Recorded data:
## START

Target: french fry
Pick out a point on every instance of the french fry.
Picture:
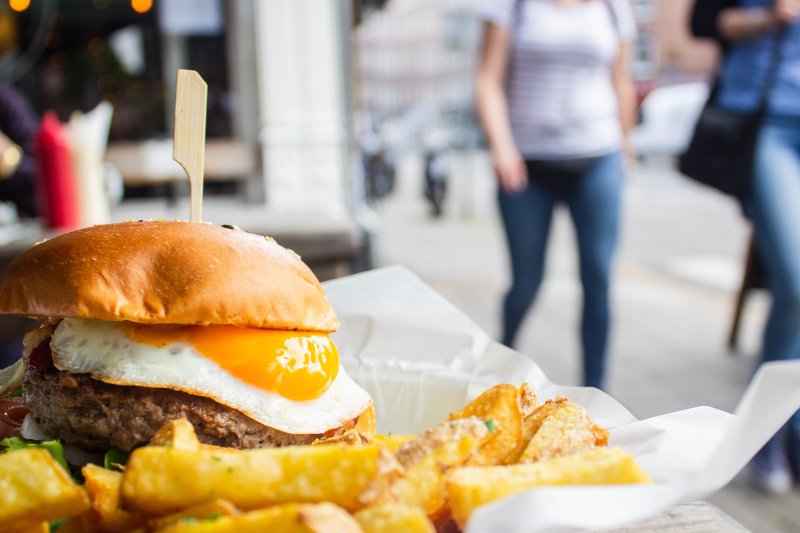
(531, 424)
(106, 515)
(215, 509)
(27, 527)
(350, 437)
(424, 483)
(564, 428)
(528, 401)
(36, 488)
(393, 518)
(427, 456)
(499, 407)
(470, 487)
(74, 525)
(288, 518)
(161, 480)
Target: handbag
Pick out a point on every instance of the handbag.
(559, 175)
(721, 151)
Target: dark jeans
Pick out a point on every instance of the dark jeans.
(594, 204)
(774, 207)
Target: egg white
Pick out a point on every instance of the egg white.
(102, 349)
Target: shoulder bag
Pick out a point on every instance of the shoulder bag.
(721, 151)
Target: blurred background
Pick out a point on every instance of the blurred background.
(347, 130)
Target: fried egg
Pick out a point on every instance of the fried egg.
(288, 380)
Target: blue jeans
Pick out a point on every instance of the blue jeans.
(594, 204)
(774, 207)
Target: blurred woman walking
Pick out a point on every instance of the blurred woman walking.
(749, 31)
(556, 102)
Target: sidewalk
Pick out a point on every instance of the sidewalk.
(678, 268)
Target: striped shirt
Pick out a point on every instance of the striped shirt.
(561, 98)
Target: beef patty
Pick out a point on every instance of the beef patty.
(96, 416)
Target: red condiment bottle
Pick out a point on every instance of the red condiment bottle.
(56, 180)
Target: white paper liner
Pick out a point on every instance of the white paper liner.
(421, 359)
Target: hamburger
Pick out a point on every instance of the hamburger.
(146, 322)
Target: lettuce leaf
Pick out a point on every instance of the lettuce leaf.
(53, 446)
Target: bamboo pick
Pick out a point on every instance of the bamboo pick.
(189, 136)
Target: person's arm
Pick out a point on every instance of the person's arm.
(493, 107)
(718, 20)
(626, 95)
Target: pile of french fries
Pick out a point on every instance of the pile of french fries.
(503, 442)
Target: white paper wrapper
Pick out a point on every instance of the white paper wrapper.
(421, 359)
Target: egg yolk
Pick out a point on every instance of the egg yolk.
(294, 364)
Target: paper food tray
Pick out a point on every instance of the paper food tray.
(421, 359)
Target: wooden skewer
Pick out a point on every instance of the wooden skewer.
(189, 136)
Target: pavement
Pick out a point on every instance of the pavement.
(679, 266)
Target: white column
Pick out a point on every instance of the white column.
(301, 87)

## END

TASK INSTRUCTIONS:
Please turn the lines above into a Markdown table with the columns "Row" and "Line," numbering each row and leaving out blank lines. Keep the pictures out of your answer.

SOLVED PROBLEM:
| Row | Line |
|---|---|
| 1 | Target: french fry |
| 2 | Pick out a point on every instance of the french fry. |
| 3 | Picture: |
| 4 | (531, 424) |
| 5 | (106, 515) |
| 6 | (215, 509) |
| 7 | (27, 527) |
| 8 | (350, 437) |
| 9 | (424, 483) |
| 10 | (564, 428) |
| 11 | (528, 401) |
| 12 | (36, 488) |
| 13 | (393, 518) |
| 14 | (427, 456) |
| 15 | (499, 407) |
| 16 | (470, 487) |
| 17 | (74, 525) |
| 18 | (288, 518) |
| 19 | (161, 480) |
| 20 | Target: handbag |
| 21 | Pick out a point on every instance of the handbag. |
| 22 | (559, 175) |
| 23 | (721, 151) |
| 24 | Target: dark jeans |
| 25 | Pick out a point on every instance of the dark jeans. |
| 26 | (594, 204) |
| 27 | (774, 207) |
| 28 | Target: egg white |
| 29 | Pick out a point on every instance of the egg white. |
| 30 | (102, 349) |
| 31 | Target: shoulder bag |
| 32 | Pick out a point on every instance of the shoulder bag. |
| 33 | (721, 151) |
| 34 | Target: blurred background |
| 35 | Pick out a point on every instance of the blurred background. |
| 36 | (347, 130) |
| 37 | Target: fried egg |
| 38 | Pick out a point on every instance of the fried egg. |
| 39 | (288, 380) |
| 40 | Target: blue jeans |
| 41 | Pick out a point on every instance of the blue jeans. |
| 42 | (594, 204) |
| 43 | (774, 207) |
| 44 | Target: blurred woman walking |
| 45 | Pick out a point on every instance of the blurred woman walking. |
| 46 | (749, 31) |
| 47 | (556, 102) |
| 48 | Target: sidewalk |
| 49 | Pick out a point on every instance of the sidewalk. |
| 50 | (678, 268) |
| 51 | Target: striped shirt |
| 52 | Pick out a point on every instance of the striped shirt. |
| 53 | (561, 98) |
| 54 | Target: beef patty |
| 55 | Pick out a point on every instance of the beef patty. |
| 56 | (96, 416) |
| 57 | Target: red condiment bottle |
| 58 | Pick out a point on every instance of the red condiment bottle. |
| 59 | (56, 180) |
| 60 | Target: white paper liner |
| 61 | Pick out a point on every instance of the white paper liner. |
| 62 | (421, 359) |
| 63 | Target: hamburger |
| 64 | Pick out a point on every instance of the hamburger. |
| 65 | (146, 322) |
| 66 | Target: lettuce leaf |
| 67 | Pick out a point on every instance of the lettuce leaf. |
| 68 | (53, 446) |
| 69 | Target: bamboo pick |
| 70 | Pick out a point on every instance of the bamboo pick. |
| 71 | (189, 136) |
| 72 | Target: person's arm |
| 73 | Pick out a point on every instance of the person's arm. |
| 74 | (493, 107) |
| 75 | (718, 20) |
| 76 | (626, 95) |
| 77 | Target: pile of french fries |
| 78 | Pick out a point on every instance of the pile of french fries. |
| 79 | (503, 442) |
| 80 | Target: white paper wrapper |
| 81 | Pick out a point on every instance of the white paper wrapper. |
| 82 | (421, 359) |
| 83 | Target: egg yolk |
| 84 | Pick out a point on every instance of the egg yolk. |
| 85 | (294, 364) |
| 86 | Target: paper food tray |
| 87 | Pick out a point on every instance of the paper food tray. |
| 88 | (421, 359) |
| 89 | Target: wooden skewer |
| 90 | Pick out a point on every instance of the wooden skewer. |
| 91 | (189, 136) |
| 92 | Target: pavement |
| 93 | Pick out a point on every instance of the pavement. |
| 94 | (679, 266) |
| 95 | Target: white column |
| 96 | Pick out a point on every instance of the white column. |
| 97 | (301, 87) |